## Requirement
Hunt through the entries for the word "below" and copy each line in which it appears.

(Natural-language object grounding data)
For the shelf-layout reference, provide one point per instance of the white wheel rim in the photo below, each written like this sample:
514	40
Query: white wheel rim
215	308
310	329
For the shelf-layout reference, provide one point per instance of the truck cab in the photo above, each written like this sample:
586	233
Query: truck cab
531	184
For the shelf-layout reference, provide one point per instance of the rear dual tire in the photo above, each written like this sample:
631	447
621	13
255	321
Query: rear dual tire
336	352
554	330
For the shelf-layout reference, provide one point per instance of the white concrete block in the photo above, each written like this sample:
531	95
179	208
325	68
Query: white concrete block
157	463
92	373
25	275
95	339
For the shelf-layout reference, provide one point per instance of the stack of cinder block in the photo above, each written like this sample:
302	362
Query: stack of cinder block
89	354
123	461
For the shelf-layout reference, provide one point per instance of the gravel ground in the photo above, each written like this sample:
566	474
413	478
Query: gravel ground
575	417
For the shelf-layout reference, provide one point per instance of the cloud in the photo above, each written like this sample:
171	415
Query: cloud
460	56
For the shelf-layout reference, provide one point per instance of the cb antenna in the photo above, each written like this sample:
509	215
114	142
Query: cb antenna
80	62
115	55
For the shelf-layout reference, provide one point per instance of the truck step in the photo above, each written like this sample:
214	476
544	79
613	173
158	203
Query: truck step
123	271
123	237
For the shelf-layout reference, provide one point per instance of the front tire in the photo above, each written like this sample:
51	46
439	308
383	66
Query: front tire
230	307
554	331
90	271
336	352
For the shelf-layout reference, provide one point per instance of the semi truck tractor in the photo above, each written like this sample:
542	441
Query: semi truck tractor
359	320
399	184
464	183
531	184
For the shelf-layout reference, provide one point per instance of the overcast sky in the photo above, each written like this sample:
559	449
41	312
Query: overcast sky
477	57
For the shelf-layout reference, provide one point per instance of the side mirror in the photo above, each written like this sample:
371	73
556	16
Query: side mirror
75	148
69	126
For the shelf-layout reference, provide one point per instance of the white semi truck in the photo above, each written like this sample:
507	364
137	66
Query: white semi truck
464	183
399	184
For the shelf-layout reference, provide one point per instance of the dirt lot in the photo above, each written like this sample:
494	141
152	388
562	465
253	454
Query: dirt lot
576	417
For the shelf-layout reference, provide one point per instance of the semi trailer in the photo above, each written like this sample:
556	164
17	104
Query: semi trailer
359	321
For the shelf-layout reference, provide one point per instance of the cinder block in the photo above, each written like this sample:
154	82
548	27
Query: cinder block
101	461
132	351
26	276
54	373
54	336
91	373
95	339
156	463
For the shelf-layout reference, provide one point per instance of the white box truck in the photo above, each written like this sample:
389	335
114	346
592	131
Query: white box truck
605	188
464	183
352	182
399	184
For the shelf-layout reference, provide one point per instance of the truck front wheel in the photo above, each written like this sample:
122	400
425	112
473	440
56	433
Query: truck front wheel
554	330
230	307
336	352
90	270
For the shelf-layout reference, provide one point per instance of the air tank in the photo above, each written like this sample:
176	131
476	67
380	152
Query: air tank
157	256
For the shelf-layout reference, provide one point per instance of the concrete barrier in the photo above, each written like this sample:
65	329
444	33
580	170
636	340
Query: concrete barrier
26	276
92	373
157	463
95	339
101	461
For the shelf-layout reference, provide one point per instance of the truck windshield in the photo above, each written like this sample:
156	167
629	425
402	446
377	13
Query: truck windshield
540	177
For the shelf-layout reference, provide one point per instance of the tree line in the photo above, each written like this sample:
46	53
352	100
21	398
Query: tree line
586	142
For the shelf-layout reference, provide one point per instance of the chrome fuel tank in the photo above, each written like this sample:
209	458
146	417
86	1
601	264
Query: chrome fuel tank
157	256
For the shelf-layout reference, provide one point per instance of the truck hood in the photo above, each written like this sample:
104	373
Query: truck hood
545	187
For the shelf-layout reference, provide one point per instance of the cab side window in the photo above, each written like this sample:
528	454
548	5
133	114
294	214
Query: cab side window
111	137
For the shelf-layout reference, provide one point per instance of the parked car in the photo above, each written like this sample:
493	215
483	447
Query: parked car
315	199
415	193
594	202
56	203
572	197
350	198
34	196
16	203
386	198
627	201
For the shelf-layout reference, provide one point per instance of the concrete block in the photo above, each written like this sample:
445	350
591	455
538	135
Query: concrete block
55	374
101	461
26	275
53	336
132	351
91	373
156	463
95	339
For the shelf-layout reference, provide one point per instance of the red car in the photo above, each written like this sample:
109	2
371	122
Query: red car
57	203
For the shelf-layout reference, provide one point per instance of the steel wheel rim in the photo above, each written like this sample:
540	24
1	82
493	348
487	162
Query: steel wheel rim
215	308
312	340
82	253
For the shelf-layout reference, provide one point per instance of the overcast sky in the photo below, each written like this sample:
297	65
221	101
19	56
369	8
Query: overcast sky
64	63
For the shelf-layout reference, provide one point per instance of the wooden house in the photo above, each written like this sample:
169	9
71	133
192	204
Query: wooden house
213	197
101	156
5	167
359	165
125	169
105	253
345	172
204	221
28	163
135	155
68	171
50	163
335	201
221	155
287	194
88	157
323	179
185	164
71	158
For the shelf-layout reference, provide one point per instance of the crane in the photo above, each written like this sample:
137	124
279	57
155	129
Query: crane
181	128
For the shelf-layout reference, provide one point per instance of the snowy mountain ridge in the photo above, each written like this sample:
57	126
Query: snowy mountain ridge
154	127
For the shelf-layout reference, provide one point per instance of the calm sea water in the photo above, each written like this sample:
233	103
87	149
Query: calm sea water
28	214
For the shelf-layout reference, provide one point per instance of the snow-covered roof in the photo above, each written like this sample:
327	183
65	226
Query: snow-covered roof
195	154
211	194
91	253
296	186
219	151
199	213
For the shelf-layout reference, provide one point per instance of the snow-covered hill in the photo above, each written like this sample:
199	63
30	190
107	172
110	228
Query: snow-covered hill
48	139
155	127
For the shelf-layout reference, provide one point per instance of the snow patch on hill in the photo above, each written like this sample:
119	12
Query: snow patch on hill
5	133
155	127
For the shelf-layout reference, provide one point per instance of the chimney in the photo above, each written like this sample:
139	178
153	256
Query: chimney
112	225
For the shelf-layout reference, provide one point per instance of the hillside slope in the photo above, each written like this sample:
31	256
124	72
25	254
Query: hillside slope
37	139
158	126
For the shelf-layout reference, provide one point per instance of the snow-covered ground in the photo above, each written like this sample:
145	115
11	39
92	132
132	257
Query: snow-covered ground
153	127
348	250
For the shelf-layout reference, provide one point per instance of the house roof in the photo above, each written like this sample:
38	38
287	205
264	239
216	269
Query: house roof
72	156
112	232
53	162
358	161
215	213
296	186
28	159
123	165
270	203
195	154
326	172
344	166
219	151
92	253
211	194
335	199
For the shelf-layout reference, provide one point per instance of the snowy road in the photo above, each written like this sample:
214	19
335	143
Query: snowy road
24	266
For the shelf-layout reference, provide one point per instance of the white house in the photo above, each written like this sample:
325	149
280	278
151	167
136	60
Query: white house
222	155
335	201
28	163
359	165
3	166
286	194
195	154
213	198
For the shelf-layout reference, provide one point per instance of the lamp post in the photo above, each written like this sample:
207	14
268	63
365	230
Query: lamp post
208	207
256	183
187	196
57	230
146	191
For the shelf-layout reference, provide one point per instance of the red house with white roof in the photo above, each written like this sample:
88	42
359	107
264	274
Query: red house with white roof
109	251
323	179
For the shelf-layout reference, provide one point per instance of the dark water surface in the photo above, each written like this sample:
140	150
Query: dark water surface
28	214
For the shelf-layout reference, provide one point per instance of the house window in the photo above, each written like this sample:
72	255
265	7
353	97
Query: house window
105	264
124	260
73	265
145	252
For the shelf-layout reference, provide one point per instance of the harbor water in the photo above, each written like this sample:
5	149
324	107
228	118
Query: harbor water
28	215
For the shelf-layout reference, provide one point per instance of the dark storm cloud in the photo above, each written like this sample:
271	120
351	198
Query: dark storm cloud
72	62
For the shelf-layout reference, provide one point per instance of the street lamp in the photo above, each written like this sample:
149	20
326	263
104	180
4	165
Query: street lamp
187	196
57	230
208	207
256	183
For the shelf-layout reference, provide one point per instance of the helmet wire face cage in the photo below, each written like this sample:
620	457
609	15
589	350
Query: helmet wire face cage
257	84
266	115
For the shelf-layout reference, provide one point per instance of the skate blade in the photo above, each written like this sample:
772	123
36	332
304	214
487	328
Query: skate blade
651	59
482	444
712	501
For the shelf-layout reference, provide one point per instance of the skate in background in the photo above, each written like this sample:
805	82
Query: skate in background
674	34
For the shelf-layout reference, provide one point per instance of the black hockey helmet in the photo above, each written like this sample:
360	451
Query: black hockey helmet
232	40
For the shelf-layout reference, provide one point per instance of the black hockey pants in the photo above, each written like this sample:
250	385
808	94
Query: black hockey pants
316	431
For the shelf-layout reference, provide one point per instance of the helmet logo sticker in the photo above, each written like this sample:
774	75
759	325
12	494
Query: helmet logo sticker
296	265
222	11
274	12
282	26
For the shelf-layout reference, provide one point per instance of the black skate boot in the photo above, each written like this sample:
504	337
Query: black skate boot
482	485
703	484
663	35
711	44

## Your solution
For the shelf-layout reference, provide one point per instance of the white wheel rim in the photo below, each written like this sample:
For the shelf-layout reference, provide one point per instance of the overcast sky in the photo below, each written like this sample:
For the shelf-layout reference, provide one point per instance of the helmet wire face cage in the photo below, each written like this sample:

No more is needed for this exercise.